EA keen on electric boats to help tourism
Firm plans to launch 20 vessels this year
SET-listed Energy Absolute's (EA) move to diversify its renewable energy business into electric vehicles (EV) aims to not only tap the disruptive technology for automobiles, but also pave the way for the firm to bolster Thai tourism.
Recently EA introduced its first plug-in electric passenger boat to cruise a section of the Chao Phraya River from Phra Nangklao Bridge in Nonthaburi to Saphan Taksin skytrain station, close to the central business district in Bangkok.
EA deputy chief executive Amorn Sapthaweekul said the company is conducting a test run for the boat to carry people from suburban areas to central Bangkok quickly, avoiding heavy traffic congestion.
It plans to launch 20 more electric boats by the end of 2020 and increase the number to 30 next year, he said.
EA is talking with boat service providers to set up a new firm offering a choice of transport with environmentally friendly boats. The company also wants to offer a cruise service to tourists along the river in the future.

* [Task requirements] Write out the part of the electric boat article starting at "EA is talking" and ending at "in the future.", word for word.

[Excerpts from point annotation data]
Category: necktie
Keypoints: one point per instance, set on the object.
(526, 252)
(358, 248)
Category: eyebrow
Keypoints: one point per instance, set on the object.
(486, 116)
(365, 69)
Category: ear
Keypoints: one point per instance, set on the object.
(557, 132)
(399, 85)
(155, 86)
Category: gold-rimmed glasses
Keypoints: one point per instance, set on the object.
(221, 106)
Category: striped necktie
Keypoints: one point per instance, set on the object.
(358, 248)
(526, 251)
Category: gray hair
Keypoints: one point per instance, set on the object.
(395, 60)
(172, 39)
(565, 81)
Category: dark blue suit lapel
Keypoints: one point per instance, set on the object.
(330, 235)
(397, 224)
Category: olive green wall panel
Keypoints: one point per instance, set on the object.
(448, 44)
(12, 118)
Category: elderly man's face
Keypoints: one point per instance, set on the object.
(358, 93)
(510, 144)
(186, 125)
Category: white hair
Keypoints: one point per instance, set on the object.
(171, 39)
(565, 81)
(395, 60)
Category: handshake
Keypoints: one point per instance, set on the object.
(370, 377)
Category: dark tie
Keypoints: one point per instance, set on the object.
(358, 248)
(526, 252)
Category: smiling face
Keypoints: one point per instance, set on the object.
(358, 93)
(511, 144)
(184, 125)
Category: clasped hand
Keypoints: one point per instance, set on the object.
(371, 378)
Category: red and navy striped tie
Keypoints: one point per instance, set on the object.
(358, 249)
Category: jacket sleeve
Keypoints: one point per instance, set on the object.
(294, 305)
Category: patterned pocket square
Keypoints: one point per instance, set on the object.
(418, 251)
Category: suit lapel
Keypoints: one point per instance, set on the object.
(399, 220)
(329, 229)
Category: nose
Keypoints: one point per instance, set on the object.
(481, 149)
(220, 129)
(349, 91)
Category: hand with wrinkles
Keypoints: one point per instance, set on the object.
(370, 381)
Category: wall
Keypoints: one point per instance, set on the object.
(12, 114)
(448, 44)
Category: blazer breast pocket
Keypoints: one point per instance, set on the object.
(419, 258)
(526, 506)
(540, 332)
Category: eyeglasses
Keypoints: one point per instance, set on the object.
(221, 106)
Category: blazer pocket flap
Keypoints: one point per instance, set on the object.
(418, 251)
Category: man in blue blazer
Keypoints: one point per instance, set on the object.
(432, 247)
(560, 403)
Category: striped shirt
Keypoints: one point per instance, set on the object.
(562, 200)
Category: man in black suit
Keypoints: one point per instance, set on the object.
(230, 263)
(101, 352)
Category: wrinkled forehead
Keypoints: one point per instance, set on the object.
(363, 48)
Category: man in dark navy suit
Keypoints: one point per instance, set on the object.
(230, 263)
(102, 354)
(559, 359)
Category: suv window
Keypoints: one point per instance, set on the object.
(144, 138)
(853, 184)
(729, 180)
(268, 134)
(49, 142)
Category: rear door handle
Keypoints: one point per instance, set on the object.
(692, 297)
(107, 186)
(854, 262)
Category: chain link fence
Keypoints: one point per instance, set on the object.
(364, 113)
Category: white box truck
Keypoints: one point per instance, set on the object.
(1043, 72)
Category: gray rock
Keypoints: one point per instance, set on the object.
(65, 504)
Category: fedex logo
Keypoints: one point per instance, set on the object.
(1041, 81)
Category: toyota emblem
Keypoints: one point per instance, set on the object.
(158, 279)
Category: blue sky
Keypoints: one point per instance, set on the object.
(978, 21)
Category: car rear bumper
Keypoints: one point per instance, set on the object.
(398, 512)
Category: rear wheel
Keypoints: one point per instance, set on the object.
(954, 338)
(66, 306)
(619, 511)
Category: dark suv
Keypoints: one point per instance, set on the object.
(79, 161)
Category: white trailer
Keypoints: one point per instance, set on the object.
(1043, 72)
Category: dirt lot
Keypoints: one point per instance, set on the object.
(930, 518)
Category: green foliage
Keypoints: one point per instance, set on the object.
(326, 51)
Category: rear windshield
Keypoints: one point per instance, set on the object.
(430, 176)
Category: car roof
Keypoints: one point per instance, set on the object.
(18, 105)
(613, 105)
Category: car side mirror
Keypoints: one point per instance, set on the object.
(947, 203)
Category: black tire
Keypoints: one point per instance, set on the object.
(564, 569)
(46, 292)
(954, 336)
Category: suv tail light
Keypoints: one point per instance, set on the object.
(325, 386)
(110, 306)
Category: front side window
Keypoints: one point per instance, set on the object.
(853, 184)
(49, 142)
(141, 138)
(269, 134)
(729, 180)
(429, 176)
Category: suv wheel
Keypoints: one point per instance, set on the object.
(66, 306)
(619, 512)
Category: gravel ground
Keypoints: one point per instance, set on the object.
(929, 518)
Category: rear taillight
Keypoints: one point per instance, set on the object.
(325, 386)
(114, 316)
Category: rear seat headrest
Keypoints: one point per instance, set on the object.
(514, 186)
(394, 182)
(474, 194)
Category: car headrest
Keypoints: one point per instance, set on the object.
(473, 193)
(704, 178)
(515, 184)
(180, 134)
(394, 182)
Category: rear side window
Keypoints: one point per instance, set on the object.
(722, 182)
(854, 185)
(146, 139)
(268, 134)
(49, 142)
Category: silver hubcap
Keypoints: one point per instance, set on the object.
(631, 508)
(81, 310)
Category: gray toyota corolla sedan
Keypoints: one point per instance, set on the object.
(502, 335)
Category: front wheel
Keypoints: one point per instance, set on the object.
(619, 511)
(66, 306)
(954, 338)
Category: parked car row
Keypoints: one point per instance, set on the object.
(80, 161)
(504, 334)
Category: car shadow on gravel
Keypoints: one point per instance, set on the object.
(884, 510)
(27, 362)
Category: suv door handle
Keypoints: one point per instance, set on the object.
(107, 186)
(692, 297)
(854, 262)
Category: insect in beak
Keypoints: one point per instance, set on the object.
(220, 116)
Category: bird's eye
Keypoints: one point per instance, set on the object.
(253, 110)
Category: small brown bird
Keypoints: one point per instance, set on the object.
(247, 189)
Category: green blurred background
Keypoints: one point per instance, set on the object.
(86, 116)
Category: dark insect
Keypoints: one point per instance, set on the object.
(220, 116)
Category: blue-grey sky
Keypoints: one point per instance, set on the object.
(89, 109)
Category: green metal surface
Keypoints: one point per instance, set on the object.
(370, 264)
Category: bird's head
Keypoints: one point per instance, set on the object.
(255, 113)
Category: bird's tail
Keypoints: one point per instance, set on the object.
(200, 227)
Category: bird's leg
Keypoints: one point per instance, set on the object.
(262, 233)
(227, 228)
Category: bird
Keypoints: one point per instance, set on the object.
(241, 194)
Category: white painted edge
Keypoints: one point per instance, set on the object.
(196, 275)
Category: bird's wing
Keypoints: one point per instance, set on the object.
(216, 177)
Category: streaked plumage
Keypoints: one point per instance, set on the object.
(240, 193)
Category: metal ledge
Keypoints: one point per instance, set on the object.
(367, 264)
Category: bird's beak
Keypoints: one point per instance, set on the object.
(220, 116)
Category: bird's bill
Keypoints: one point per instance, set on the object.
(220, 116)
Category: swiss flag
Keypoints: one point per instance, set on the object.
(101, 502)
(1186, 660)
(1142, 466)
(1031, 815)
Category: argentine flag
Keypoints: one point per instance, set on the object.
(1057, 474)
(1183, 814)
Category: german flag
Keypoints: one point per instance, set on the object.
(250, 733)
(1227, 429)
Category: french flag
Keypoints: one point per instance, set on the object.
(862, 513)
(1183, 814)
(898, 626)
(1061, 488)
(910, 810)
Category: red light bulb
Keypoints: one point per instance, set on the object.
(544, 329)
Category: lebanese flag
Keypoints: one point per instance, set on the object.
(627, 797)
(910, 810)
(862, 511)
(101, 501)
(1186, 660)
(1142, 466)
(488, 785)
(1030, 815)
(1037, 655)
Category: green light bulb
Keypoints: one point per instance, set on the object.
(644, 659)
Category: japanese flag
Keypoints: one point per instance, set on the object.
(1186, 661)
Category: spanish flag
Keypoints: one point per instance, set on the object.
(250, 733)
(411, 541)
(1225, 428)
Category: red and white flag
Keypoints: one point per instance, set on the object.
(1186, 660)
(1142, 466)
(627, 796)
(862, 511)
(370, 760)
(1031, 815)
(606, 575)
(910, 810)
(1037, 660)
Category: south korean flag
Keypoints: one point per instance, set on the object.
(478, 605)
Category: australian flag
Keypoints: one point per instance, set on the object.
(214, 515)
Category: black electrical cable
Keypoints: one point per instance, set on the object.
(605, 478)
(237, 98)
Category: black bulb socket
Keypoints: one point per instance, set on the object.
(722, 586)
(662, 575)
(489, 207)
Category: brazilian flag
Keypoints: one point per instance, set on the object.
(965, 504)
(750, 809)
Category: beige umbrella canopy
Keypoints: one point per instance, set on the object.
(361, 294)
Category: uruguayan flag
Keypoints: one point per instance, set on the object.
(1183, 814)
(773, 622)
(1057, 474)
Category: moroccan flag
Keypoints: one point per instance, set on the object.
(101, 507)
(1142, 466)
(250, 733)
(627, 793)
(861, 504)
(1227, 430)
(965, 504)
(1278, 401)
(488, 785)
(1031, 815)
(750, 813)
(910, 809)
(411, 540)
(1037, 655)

* [The output]
EA is talking with boat service providers to set up a new firm offering a choice of transport with environmentally friendly boats. The company also wants to offer a cruise service to tourists along the river in the future.